_STATED TASK_
Please count the lines in the entries below that contain the string "query", treating uppercase and lowercase as different, and reply with the number alone.

_INFORMATION SHOWN_
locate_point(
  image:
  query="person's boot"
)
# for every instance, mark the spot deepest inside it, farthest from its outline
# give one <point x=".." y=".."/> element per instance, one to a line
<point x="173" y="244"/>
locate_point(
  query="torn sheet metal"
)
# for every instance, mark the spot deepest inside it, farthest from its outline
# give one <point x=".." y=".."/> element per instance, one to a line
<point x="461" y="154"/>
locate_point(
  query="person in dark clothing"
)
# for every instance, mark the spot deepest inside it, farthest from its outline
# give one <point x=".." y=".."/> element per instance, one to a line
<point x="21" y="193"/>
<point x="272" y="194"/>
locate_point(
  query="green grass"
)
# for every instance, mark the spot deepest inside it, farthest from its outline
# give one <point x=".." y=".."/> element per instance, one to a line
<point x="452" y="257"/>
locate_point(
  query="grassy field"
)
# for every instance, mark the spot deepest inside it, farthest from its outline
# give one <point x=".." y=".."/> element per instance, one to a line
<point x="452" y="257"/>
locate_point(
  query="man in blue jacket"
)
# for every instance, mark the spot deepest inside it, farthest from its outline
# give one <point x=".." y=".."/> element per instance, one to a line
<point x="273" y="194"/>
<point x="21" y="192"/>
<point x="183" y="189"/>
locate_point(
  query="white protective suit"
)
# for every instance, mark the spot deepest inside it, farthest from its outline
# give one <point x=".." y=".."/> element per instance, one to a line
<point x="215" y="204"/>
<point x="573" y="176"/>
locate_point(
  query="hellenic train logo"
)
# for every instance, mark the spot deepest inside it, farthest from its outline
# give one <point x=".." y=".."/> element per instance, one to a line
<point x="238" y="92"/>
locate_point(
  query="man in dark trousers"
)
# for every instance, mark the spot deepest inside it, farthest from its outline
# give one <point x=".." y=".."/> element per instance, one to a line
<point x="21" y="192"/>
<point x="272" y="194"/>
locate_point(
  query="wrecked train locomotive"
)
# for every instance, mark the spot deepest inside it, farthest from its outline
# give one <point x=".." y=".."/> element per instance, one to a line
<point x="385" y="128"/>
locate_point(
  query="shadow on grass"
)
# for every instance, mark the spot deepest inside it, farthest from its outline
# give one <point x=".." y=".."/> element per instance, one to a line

_RESULT OF THE EXERCISE_
11